Prompt: Exactly reproduce each record listed below.

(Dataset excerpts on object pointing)
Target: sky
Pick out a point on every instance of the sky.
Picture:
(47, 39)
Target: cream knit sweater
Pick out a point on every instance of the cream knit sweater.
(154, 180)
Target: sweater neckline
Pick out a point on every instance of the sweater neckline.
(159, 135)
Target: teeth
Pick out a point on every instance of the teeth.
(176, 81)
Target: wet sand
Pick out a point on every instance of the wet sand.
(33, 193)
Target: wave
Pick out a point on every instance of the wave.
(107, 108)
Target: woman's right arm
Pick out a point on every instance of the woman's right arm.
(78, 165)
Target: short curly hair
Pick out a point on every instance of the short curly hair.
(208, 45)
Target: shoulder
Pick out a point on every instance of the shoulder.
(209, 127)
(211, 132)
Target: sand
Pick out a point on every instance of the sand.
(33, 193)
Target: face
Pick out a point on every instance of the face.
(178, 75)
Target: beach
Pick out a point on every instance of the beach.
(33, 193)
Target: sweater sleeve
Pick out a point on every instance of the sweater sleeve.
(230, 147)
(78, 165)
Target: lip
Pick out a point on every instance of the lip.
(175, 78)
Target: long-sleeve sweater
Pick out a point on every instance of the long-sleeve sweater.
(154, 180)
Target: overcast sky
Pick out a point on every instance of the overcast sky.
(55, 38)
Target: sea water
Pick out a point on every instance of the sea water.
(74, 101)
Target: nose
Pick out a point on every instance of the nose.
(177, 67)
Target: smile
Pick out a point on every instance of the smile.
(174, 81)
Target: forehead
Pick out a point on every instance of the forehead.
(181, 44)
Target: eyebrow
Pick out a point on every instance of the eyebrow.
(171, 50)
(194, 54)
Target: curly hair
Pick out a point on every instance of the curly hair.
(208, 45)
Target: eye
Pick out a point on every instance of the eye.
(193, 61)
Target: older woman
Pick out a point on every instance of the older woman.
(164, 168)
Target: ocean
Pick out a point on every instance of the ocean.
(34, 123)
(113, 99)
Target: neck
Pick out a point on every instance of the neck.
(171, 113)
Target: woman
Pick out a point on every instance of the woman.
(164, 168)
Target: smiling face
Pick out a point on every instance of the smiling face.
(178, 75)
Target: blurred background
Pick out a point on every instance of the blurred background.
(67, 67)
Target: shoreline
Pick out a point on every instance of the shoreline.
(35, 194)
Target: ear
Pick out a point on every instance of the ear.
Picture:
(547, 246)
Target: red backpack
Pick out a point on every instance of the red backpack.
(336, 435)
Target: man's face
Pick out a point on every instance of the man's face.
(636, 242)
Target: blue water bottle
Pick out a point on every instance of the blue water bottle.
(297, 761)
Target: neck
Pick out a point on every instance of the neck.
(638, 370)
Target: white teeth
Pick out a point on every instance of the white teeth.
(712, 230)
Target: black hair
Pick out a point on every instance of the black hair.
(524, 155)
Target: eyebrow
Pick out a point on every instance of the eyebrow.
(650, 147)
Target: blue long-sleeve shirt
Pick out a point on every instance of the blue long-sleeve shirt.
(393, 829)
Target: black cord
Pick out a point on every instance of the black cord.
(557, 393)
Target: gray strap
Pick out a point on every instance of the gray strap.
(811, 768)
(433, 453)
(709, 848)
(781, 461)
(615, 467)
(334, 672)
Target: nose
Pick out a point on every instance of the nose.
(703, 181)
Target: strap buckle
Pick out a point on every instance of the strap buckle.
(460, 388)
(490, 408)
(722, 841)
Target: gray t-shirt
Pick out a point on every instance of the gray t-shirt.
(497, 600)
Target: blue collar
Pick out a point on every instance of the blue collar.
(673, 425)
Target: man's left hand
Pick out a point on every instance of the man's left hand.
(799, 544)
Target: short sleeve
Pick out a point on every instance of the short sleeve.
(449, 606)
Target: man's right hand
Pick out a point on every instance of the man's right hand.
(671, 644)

Correct response:
Target: sky
Pick out a point on every instance of the sky.
Picture:
(47, 39)
Target: cream knit sweater
Pick out a point on every instance of the cream knit sweater.
(154, 180)
Target: sweater neckline
Pick out a point on every instance of the sweater neckline.
(159, 135)
Target: teeth
Pick out a point on every instance of the teeth.
(176, 81)
Target: wet sand
Pick out a point on every instance of the wet sand.
(33, 193)
Target: wave
Pick out a point on every instance of the wave.
(107, 108)
Target: woman's right arm
Pick out a point on every instance of the woman's right arm.
(78, 165)
Target: short curly hair
Pick out a point on every instance of the short curly hair.
(208, 45)
Target: shoulder
Pick out a point on every instance of the shoulder.
(209, 127)
(211, 132)
Target: sand
Pick out a point on every instance of the sand.
(33, 193)
Target: face
Pick out a point on every instance of the face.
(178, 75)
Target: beach
Pick out a point on every instance of the beach.
(33, 193)
Target: sweater sleeve
Pick out a point on every instance of the sweater sleeve.
(230, 147)
(78, 165)
Target: lip
Pick out a point on every instance of the lip.
(175, 78)
Target: long-sleeve sweater
Pick out a point on every instance of the long-sleeve sweater.
(154, 180)
Target: overcast sky
Pick out a point on every instance of the overcast sky.
(55, 38)
Target: sea water
Pick out a point on every instance of the sea water.
(74, 101)
Target: nose
Pick out a point on every instance of the nose.
(177, 67)
Target: smile
Pick out a point on every instance of the smile.
(174, 81)
Target: forehead
Pick out a point on every instance of the forehead.
(181, 44)
Target: eyebrow
Pick out a point on every instance of the eyebrow.
(171, 50)
(194, 54)
Target: curly hair
Pick out a point on every instance of the curly hair.
(208, 45)
Target: eye
Pick out a point on every instance of the eye.
(193, 61)
Target: older woman
Pick out a point on every instance of the older woman.
(164, 168)
Target: ocean
Pick out a point on every instance of the ocean.
(34, 123)
(113, 99)
Target: neck
Pick out a point on every instance of the neck.
(171, 113)
Target: woman
Pick out a point on every instance of the woman.
(164, 168)
Target: smiling face
Pick out a point on every instance of the smiling face.
(178, 75)
Target: blurred background
Pick out a point on every instance of the blurred background.
(67, 67)
Target: shoreline
Pick out a point on every instance of the shoreline.
(35, 194)
Target: ear
Pick out a point on every instance of the ear.
Picture:
(547, 246)
Target: red backpack
Pick out a point on every instance of the red backpack.
(336, 435)
Target: man's face
Pick out a point on every instance of the man's face.
(636, 242)
Target: blue water bottle
Pick out a point on every instance of the blue water bottle.
(297, 761)
Target: neck
Pick out a point on every instance of the neck.
(638, 370)
Target: white teeth
Pick out a point on every instance of the white teeth.
(712, 230)
Target: black hair
Pick out a point on every instance of the black hair.
(524, 155)
Target: eyebrow
Pick out a point on every instance of the eyebrow.
(650, 147)
Target: blue long-sleeve shirt
Pick out a point on every instance of the blue long-sleeve shirt.
(393, 829)
Target: black cord
Pick out a point on every instance of the black cord.
(557, 393)
Target: gray strap
Pick out a point on every instance of the gray strap.
(811, 768)
(433, 453)
(709, 848)
(781, 461)
(615, 467)
(334, 672)
Target: nose
Pick out a point on every instance of the nose.
(703, 181)
Target: strap buckle
Pick out a point on every instance of the strap buckle.
(460, 388)
(490, 408)
(722, 841)
Target: gray t-shirt
Pick out a point on every instance of the gray t-shirt.
(497, 600)
Target: blue collar
Pick out a point on every instance of the blue collar.
(673, 425)
Target: man's left hand
Pick out a point on every instance of the man's left hand.
(799, 544)
Target: short sleeve
Pick out a point on every instance of the short sleeve.
(449, 606)
Target: man's right hand
Pick out a point on every instance of the man's right hand.
(671, 644)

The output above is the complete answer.